If, as many are predicting, the wheels are about to come off Boris Johnson’s premiership, few world leaders will be as indifferent as Emmanuel Macron. He and the PM have rarely seen eye to eye.
It may very well have been more than just a coincidence that Johnson yesterday declared Britain was ‘open for business’ just as France’s full vaccine pass came into force. The contrast is clear, as the Prime Minister surely intended. While Britain — or at least, England — is emerging from the Covid crisis, France, has in place some of the most stringent restrictions in the West. Masks remain mandatory outdoors and adults without three jabs to their arms can do little other than shop for groceries or go for a walk in the park.
But while Macron imposes on the French what some liken to China’s social credit system, his arch-enemy Johnson used a visit to a hospital in Milton Keynes on Monday to declare that ‘things are starting to get better’. By way of illustrating his bullish assessment, the PM said that ‘to show the country is open for business, we will see changes that people no longer have to take tests if they are double vaccinated’. From 11 February, double-vaccinated holidaymakers will no longer be obliged to take a Covid lateral flow test on returning home.

Try it: Resume the article on Boris Johnson, Emmanuel Macron and Covid restrictions after its final sentence. The rows that come next are separate material with no link to the article.

Data supplied:
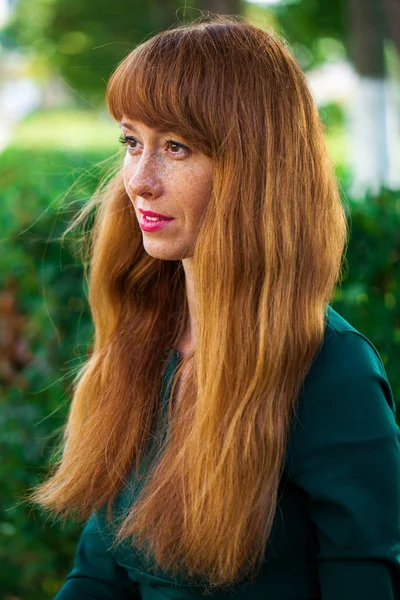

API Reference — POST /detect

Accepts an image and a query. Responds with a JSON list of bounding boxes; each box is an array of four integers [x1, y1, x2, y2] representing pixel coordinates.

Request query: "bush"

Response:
[[0, 143, 400, 600]]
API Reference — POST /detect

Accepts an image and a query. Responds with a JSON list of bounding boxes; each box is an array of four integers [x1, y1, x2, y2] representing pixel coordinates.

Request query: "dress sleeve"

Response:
[[291, 331, 400, 600], [54, 513, 141, 600]]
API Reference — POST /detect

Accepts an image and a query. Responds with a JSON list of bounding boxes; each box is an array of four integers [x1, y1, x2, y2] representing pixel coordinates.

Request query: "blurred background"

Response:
[[0, 0, 400, 600]]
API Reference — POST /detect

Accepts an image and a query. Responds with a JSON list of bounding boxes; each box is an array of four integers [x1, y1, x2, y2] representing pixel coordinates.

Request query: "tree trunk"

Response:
[[348, 0, 399, 198]]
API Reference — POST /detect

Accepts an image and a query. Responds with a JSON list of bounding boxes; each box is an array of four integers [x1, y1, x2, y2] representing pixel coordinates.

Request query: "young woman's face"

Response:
[[120, 118, 212, 260]]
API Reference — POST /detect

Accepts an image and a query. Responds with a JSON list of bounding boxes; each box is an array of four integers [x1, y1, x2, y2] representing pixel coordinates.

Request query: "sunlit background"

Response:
[[0, 0, 400, 600]]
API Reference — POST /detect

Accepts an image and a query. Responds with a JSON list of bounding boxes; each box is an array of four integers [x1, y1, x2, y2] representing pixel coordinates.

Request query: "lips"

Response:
[[139, 208, 174, 221]]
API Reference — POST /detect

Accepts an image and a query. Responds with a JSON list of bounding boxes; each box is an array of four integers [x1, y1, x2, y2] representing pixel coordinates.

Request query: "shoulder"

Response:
[[287, 306, 399, 478], [302, 305, 396, 412]]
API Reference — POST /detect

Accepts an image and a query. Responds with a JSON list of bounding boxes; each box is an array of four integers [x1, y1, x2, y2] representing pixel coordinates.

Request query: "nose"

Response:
[[128, 154, 162, 198]]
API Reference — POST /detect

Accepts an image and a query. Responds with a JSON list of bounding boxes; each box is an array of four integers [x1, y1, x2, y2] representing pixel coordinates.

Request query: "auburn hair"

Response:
[[31, 15, 348, 588]]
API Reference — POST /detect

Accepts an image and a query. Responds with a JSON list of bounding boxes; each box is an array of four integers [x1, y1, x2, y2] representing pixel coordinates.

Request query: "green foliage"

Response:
[[0, 148, 112, 600], [2, 0, 190, 106], [270, 0, 348, 70], [0, 119, 400, 600]]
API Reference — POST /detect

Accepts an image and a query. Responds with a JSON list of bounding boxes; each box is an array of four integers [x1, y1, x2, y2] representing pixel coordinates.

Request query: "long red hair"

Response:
[[28, 16, 348, 587]]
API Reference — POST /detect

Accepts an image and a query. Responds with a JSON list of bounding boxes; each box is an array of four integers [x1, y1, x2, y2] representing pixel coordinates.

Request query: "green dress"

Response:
[[54, 305, 400, 600]]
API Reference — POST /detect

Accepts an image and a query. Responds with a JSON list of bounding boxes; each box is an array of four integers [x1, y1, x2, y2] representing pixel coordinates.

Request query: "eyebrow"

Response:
[[120, 121, 170, 133]]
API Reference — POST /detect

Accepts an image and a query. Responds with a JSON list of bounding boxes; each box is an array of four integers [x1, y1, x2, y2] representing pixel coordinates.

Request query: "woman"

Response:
[[33, 16, 400, 600]]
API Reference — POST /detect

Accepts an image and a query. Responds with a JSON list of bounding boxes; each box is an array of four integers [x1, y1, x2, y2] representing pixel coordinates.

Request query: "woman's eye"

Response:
[[119, 135, 137, 150], [166, 140, 189, 154], [119, 135, 189, 156]]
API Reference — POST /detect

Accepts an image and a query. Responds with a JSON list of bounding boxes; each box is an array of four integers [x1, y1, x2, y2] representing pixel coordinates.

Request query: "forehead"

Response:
[[120, 117, 170, 134]]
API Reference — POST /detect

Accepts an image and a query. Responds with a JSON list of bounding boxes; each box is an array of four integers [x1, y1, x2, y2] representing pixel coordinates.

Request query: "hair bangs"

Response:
[[106, 31, 214, 156]]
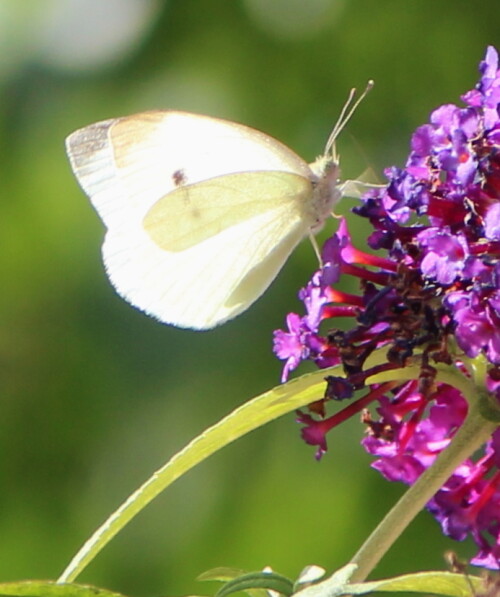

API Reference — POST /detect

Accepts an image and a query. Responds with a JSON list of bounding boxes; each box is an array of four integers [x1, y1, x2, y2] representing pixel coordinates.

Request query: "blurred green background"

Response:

Answer to this task:
Johnson was reportedly described as a ‘clown’ by the French president in November, a description that probably resonates among some of the Tory backbenchers. Nonetheless, for all No. 10’s travails, the fact remains that England is a beacon of liberty in an increasingly authoritarian Europe.
On Sunday, 50,000 angry demonstrators from across the continent gathered in Brussels to protest against the ongoing restrictions. The rally turned violent with police officers attacked, over 200 protesters were arrested, a handful of whom were from France.
That in itself won’t trouble Macron’s government which, in recent days, has doubled down on its rhetoric towards those refusing to have their three jabs. Last week the interior minister, Gérald Darmanin accused some protesters at an anti-vaccine pass march in Paris of giving the Nazi salute, an accusation that was soon disproved by footage showing the crowd were innocently clapping in unison. It was an embarrassing gaffe for a government that last year set up a commission to counter fake news.
Of more concern to the President will be the opinion poll at the weekend that revealed he has lost four approval points this month, his sharpest fall since 2021. His boast that he wanted to ‘piss off’ the unvaccinated has not been well received, a vulgarity unworthy of a President of the Republic.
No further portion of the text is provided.